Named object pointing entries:
===

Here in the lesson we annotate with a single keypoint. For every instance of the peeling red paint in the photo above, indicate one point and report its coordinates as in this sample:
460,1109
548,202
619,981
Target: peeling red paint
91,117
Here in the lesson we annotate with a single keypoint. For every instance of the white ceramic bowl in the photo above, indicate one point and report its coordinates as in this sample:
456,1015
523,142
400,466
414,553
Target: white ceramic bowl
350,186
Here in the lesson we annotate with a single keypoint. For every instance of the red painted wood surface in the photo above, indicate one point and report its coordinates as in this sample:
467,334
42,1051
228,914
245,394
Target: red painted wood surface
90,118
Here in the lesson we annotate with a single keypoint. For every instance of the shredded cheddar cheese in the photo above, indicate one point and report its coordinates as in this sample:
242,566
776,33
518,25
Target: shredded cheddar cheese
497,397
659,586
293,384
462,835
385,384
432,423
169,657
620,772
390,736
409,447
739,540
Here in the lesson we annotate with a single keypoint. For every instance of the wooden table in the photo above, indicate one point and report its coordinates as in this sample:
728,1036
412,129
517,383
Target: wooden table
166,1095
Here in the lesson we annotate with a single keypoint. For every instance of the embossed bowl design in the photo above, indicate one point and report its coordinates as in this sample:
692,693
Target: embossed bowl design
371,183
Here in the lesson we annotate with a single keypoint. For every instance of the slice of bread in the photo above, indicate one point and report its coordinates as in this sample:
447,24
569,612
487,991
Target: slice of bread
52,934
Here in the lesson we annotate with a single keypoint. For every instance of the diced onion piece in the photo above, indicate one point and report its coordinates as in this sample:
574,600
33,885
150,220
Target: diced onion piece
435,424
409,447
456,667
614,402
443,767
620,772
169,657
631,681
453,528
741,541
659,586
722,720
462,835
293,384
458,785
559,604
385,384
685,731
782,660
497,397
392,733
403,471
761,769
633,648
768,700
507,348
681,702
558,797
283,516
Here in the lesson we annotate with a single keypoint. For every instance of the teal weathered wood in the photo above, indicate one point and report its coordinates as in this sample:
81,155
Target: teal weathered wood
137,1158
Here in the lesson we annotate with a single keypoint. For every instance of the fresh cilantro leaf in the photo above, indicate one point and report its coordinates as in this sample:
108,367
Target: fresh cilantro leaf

===

Challenge »
Copy out all of the data exactly, leaving nothing out.

Written answer »
Here in the lesson we annotate with a single keypoint. For every instance of the peeling red paint in the photo above, indicate one point and report its coordinates as in this sample:
460,1109
548,202
619,981
Target: peeling red paint
91,117
Here in the lesson we annotate with a single keypoint. For every instance of the white ceramic bowl in the photo above, indicate one point and report its coordinates as in this sample:
456,1015
523,142
400,466
414,553
Target: white ceramic bowl
350,186
Here in the lesson we annotate with a single keypoint. For every instance of the red painted wood surface in the photo above, indicate one point and report its coordinates as in this sample:
467,334
42,1051
228,914
245,394
Target: red painted wood surface
90,118
Here in the lesson we annotate with a single keypoint. For every instance of the shredded cheddar cheese in the photo above, indicate one point and report its coordinates as in this sample:
242,566
776,33
518,25
Target: shredded cheddar cheese
497,397
659,586
293,384
462,835
385,384
432,423
169,657
620,772
390,736
409,447
739,540
Here in the lesson we annotate with a single keypoint. For every instance of the wooden table in the photo above, indicate one point and report its coordinates as in this sample:
728,1036
412,129
517,383
Target: wooden table
166,1095
Here in the lesson we annotate with a single keypoint. For every instance of the embossed bowl design in the photo above, indicate one point and report its coordinates as in this sample:
692,693
Target: embossed bowl design
371,183
Here in the lesson we annotate with a single keypoint. For every instance of the slice of bread in the photo above, indicate one point and report its coordinates as in this sample:
447,24
569,612
487,991
Target: slice of bread
52,934
Here in the lesson we annotate with a single keypoint. For every instance of the diced onion piece in the photo above, indicate one point and report its coordinates as in this sample:
574,600
33,885
150,220
Target: diced onion piece
435,424
409,447
456,667
614,402
443,767
620,772
169,657
631,681
453,528
741,541
659,586
722,720
462,835
293,384
458,785
559,604
385,384
685,731
782,660
497,397
392,733
403,471
761,769
633,648
768,700
507,348
681,702
558,797
283,516
Here in the lesson we annotate with a single keypoint. For every instance of the teal weathered wood in the photo above, indicate one point and report its coordinates as in this sample:
81,155
Target: teal weathered wood
137,1158
Here in the lesson we annotate with a single keypoint. For every instance of the fresh cilantro leaf in the photo above, indicate one point and report its coordinates as in this sample:
108,367
Target: fresh cilantro leaf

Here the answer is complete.